Exercise details | Repeat the piano quintet thread starting at "## hpowders" and ending at "in the '50s.", swapping "poor" for "rough".

Brahms is number one with me. Then Dvorak, by default.


----------



## Avey

Mr. Bela Bartok, obviously.


----------



## MoonlightSonata

I like the Trout.


----------



## DiesIraeCX

Brahms and Schubert! Both are essential pieces.


----------



## ComposerOfAvantGarde

*Leo Ornstein.*


----------



## PeterF

The Piano Quintet is a genre that I truly love. Over the years I have acquired a large number of Piano Quintets by many composers. It seems that every time I turn around I learn about another one.

Nonetheless, my top favorites are the ones by the masters - Schumann, Brahms, Dvorak, and Schubert's Trout with a double bass.


----------



## aajj

My favorite is Brahms. It's pure chamber but on the scale of a symphony or concerto. 

Also, 
Shostakovich 
Mozart, with winds, K452
Bloch No. 1
Schubert's Trout. 
Schumann


----------



## hpowders

Yes. The Brahm's Piano Quintet is hard to beat.


----------



## Fagotterdammerung

I'm a big fan of Florent Schmitt's Piano Quintet. A vast, lush work on the tail end of Romanticism. Though the sound quality is poor, it's worth hunting down Schmitt's own performance recorded in the '50s.


----------



## Stavrogin

Dvorak and Schnittke for me


----------



## sbmonty

It's difficult to choose from so many incredible works. Right now I'm listening to Dvorák's No.2 Op 81. The second movement is amazing. I really like Fauré as well. Brahms and Schumann are undeniably excellent.


----------



## kyjo

There's many piano quintets that I love, but my absolute favorite is Bloch's 1st. What an extraordinary work! It's filled with relentless motoric rhythms, passionate melodies that betray Bloch's Jewish heritage, and potent atmosphere. It follows a "darkness-to-light" journey from the turmoil of the opening, through the mysterious slow movement, and finally to a calm C major coda. I highly recommend this recording by Lilya Zilberstein et al.:


----------



## kyjo

Two great recent discoveries of mine have been the early piano quintets of Vaughan Williams and Bartok. The VW, scored for the same instrumentation as Schubert's _Trout_, is a beautiful work with a touching, hymn-like slow movement. The Bartok is a thrilling work abounding with 'gypsy' fire and abandon. Don't miss this spectacular performance of the Bartok by Janine Jansen and friends:


----------



## Brahmsian Colors

No particular order----

Mozart K 452
Dvorak No. 2, op. 81...Unflaggingly poetic, joyous and musical
Borodin in C Minor
Faure No. 1, op. 89
Faure No. 2, op. 115


----------



## mmsbls

kyjo said:


> Two great recent discoveries of mine have been the early piano quintets of Vaughan Williams and Bartok. The VW, scored for the same instrumentation as Schubert's _Trout_, is a beautiful work with a touching, hymn-like slow movement. The Bartok is a thrilling work abounding with 'gypsy' fire and abandon. Don't miss this spectacular performance of the Bartok by Janine Jansen and friends:


Bartok's early quintet is one of my favorites. I've enjoyed everything I've heard from Jansen, and this performance was no exception. Thanks for the link.

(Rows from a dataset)
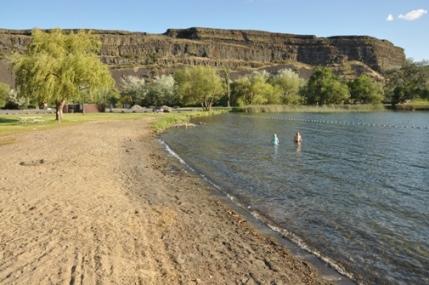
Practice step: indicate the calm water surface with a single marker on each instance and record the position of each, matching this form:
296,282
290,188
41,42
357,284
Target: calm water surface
355,192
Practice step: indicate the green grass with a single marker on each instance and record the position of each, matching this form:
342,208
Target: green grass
414,105
9,123
308,109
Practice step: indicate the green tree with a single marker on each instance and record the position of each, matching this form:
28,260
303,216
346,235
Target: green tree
199,85
253,89
366,90
134,88
409,82
58,66
324,87
288,84
227,82
162,91
4,93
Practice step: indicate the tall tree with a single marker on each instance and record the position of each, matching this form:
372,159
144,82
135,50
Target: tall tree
324,87
253,89
288,84
134,88
366,90
227,81
199,85
58,66
409,82
4,93
162,91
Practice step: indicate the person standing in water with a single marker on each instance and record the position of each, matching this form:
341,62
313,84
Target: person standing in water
275,140
297,138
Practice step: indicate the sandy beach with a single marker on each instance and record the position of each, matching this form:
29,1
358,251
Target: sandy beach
102,203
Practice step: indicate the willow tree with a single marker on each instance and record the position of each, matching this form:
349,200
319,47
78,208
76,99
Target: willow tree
59,66
199,85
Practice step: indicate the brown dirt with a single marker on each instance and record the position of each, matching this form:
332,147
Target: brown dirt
102,203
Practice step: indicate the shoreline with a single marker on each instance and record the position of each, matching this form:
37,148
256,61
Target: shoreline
102,203
328,268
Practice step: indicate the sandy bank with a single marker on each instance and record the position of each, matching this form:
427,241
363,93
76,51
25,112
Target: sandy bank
101,203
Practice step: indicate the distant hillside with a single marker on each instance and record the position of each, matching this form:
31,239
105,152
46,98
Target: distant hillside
241,51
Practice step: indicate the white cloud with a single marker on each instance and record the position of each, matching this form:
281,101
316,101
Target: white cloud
413,15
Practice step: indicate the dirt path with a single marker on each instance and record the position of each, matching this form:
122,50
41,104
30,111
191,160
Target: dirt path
101,203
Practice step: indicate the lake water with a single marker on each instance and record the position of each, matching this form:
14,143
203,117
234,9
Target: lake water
355,192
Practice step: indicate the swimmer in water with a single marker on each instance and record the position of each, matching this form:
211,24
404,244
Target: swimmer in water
275,139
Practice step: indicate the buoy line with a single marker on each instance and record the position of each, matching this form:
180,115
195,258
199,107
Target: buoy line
336,122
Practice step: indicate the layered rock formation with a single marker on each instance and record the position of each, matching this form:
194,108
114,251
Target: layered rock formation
146,54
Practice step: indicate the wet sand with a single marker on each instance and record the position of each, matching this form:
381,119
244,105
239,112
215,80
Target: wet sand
102,203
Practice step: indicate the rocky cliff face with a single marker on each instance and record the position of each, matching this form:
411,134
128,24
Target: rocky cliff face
146,54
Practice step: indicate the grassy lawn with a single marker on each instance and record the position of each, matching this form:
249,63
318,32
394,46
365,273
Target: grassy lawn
9,124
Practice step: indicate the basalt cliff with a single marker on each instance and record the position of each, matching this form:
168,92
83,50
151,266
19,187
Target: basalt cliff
239,51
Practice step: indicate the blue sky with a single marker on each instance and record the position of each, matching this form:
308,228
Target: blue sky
405,23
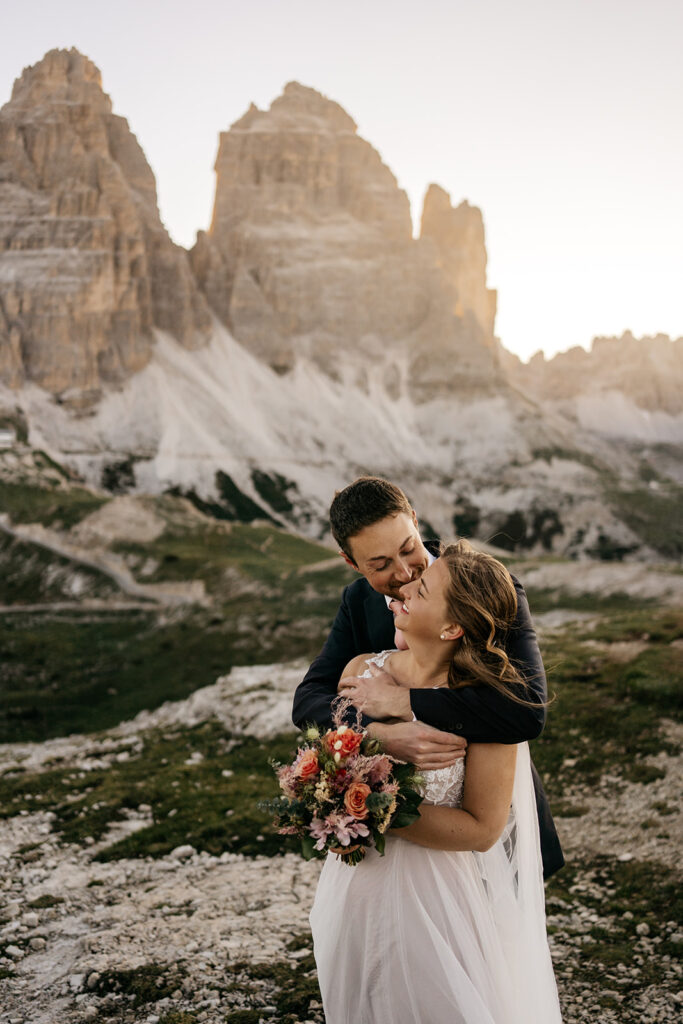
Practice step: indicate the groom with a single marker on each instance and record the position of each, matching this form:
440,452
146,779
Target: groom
377,531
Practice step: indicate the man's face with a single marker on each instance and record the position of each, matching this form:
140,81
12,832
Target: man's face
390,553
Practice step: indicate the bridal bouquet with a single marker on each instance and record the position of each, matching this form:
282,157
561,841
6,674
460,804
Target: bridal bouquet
341,794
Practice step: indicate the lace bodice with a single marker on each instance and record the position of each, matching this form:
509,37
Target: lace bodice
443,785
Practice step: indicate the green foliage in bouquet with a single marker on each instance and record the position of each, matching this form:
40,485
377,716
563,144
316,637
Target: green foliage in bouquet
341,794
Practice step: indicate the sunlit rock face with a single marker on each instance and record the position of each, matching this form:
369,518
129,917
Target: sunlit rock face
86,267
310,251
648,371
459,239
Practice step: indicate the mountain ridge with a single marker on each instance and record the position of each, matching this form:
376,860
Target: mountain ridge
306,337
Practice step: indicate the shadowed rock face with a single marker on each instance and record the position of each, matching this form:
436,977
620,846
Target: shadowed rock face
87,267
310,252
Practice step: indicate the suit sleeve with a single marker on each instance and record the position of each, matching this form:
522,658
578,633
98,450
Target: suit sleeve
481,714
313,695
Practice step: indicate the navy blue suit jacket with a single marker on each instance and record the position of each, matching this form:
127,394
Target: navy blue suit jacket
364,624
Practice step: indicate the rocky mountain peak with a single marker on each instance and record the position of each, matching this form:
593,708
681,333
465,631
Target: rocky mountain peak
61,76
88,269
458,236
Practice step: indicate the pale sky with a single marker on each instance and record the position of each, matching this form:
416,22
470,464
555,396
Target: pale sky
561,121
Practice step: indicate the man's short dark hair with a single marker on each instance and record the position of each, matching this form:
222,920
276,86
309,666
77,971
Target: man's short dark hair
361,504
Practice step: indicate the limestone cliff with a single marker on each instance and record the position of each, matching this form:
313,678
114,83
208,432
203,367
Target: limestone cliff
648,371
461,251
310,252
86,266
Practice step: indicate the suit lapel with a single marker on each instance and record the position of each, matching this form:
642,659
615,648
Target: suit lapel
379,621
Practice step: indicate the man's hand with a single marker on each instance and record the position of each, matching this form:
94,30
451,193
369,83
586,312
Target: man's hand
423,745
380,696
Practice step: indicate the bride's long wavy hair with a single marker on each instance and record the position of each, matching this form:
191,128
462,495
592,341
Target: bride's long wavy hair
481,598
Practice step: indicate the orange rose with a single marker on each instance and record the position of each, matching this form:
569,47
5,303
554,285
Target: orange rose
354,800
307,764
344,741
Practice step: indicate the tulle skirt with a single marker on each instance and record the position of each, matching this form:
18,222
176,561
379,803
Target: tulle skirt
436,937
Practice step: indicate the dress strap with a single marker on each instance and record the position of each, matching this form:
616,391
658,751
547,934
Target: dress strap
380,658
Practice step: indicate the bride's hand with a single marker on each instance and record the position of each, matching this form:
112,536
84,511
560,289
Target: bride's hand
379,696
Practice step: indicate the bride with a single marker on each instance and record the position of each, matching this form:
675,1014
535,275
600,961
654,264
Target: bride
449,927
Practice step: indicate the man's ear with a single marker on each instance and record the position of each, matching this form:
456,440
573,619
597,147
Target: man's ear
349,561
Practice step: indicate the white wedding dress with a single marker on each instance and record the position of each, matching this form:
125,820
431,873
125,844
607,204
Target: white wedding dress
426,936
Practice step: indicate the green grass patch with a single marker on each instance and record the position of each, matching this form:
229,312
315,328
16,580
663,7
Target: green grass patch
191,803
44,901
145,984
611,604
77,672
624,896
258,554
31,574
51,506
606,716
295,985
654,515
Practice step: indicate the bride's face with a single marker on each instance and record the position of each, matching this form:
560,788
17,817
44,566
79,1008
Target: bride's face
424,612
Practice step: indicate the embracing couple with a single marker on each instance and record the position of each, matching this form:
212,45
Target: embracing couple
435,647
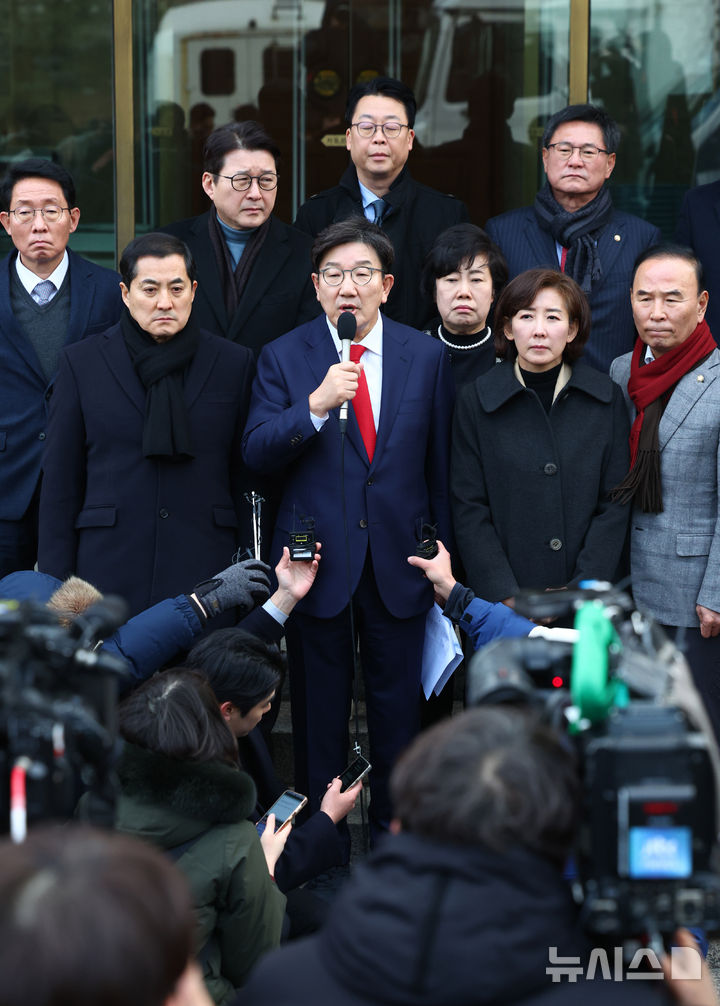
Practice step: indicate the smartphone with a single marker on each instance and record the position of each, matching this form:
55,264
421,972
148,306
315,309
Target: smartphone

Response below |
## hpowders

Yes. The Brahm's Piano Quintet is hard to beat.


----------



## Fagotterdammerung

I'm a big fan of Florent Schmitt's Piano Quintet. A vast, lush work on the tail end of Romanticism. Though the sound quality is rough, it's worth hunting down Schmitt's own performance recorded in the '50s.